> The problem: Copy out the records with every "outline" changed to "contour" and nothing else altered, and leave the pictures out.

> Records shown:

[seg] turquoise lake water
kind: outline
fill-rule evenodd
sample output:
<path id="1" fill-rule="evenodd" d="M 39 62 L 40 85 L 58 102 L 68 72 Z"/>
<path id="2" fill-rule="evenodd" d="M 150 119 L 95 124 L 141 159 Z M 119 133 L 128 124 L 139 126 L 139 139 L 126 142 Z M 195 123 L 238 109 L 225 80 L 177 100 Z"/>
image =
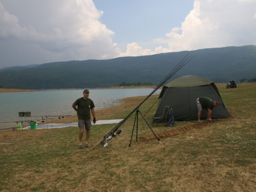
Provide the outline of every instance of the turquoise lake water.
<path id="1" fill-rule="evenodd" d="M 94 101 L 97 111 L 119 104 L 122 98 L 146 96 L 153 91 L 153 89 L 93 89 L 90 90 L 89 98 Z M 158 90 L 154 94 L 160 91 Z M 15 126 L 15 122 L 22 120 L 18 115 L 20 112 L 30 112 L 33 119 L 47 116 L 58 118 L 75 115 L 71 105 L 83 96 L 82 92 L 75 90 L 0 93 L 0 129 Z M 25 117 L 22 119 L 24 120 Z"/>

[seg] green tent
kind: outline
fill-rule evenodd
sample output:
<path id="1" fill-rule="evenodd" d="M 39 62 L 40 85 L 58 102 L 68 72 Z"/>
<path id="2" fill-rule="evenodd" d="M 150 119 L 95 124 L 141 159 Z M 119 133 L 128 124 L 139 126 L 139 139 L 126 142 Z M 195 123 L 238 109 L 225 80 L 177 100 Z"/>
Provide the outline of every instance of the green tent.
<path id="1" fill-rule="evenodd" d="M 155 117 L 161 117 L 164 108 L 169 106 L 173 110 L 175 120 L 197 120 L 196 100 L 199 97 L 207 97 L 219 102 L 219 106 L 212 110 L 212 119 L 229 117 L 214 82 L 195 75 L 179 77 L 163 87 Z M 204 110 L 202 112 L 201 119 L 206 119 Z"/>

> Result of this exercise:
[seg] turquoise lake water
kind: contour
fill-rule evenodd
sample output:
<path id="1" fill-rule="evenodd" d="M 39 62 L 40 85 L 58 102 L 68 72 Z"/>
<path id="2" fill-rule="evenodd" d="M 150 119 L 95 124 L 141 159 Z M 119 133 L 128 124 L 139 126 L 139 139 L 126 142 Z M 195 123 L 238 109 L 225 80 L 177 100 Z"/>
image =
Provide the contour of every instance of the turquoise lake water.
<path id="1" fill-rule="evenodd" d="M 94 101 L 97 111 L 119 104 L 122 98 L 146 96 L 153 91 L 153 89 L 93 89 L 90 90 L 89 98 Z M 158 90 L 154 94 L 160 91 Z M 15 126 L 15 122 L 22 120 L 18 115 L 20 112 L 30 112 L 33 119 L 47 116 L 58 118 L 75 115 L 71 105 L 83 96 L 82 92 L 75 90 L 0 93 L 0 129 Z M 25 117 L 22 119 L 24 120 Z"/>

[seg] green tent
kind: contour
fill-rule evenodd
sample output:
<path id="1" fill-rule="evenodd" d="M 39 62 L 40 85 L 58 102 L 68 72 Z"/>
<path id="2" fill-rule="evenodd" d="M 150 119 L 95 124 L 141 159 Z M 119 133 L 128 124 L 139 126 L 139 139 L 126 142 Z M 195 123 L 238 109 L 225 80 L 177 100 Z"/>
Provide the contour of every instance of the green tent.
<path id="1" fill-rule="evenodd" d="M 155 117 L 161 117 L 164 108 L 169 106 L 173 110 L 175 120 L 197 120 L 196 100 L 199 97 L 207 97 L 219 102 L 219 106 L 212 110 L 212 119 L 229 117 L 214 82 L 195 75 L 179 77 L 163 87 Z M 204 110 L 202 112 L 201 119 L 206 119 Z"/>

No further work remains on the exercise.